### Supplied entries
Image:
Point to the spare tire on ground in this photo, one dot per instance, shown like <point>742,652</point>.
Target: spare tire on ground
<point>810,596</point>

--

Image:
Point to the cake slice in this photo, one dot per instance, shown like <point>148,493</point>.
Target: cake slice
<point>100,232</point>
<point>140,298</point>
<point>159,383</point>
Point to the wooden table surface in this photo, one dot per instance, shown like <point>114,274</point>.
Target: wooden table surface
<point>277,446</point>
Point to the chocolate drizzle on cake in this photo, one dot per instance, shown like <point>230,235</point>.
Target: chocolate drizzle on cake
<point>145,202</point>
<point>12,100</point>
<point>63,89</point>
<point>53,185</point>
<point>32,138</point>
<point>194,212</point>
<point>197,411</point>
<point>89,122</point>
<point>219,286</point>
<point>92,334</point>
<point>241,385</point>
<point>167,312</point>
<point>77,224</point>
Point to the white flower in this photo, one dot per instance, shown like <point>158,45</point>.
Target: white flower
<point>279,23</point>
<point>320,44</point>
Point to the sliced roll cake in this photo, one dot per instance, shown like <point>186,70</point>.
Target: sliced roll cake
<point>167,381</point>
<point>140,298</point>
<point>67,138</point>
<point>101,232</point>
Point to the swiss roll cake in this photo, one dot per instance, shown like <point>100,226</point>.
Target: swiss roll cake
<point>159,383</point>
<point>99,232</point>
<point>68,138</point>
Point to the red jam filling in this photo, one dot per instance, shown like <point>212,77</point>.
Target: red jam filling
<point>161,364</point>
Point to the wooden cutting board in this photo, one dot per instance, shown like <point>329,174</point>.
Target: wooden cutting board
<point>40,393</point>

...

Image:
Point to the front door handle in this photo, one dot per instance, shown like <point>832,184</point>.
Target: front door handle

### What the exercise asks
Copy out the lines from the one with "Point to the wooden table" up to and including the one with "<point>68,138</point>", changing "roll cake" to "cake roll" and keeping everything else the same.

### Solution for this task
Point to the wooden table surface in this photo, one dot per instance, shown like <point>114,274</point>.
Target: wooden table surface
<point>277,446</point>
Point to the chocolate drizzle on cake in this photo, one dot per instance, shown like <point>230,235</point>.
Target: chocolate drizzle on cake
<point>145,202</point>
<point>12,100</point>
<point>63,89</point>
<point>53,185</point>
<point>32,138</point>
<point>194,212</point>
<point>197,411</point>
<point>89,122</point>
<point>219,286</point>
<point>92,334</point>
<point>241,385</point>
<point>167,312</point>
<point>77,224</point>
Point to the white flower in this photo, one dot per instance, shown like <point>158,45</point>.
Target: white flower
<point>279,23</point>
<point>320,44</point>
Point to the sliced cake roll in this photo, one dot per instance, shown like <point>186,70</point>.
Target: sliced cake roll
<point>167,381</point>
<point>140,298</point>
<point>67,138</point>
<point>101,232</point>
Point to the swiss cake roll in this photo, one dot per instance, shown like <point>100,226</point>.
Target: swiss cake roll
<point>159,383</point>
<point>99,232</point>
<point>68,138</point>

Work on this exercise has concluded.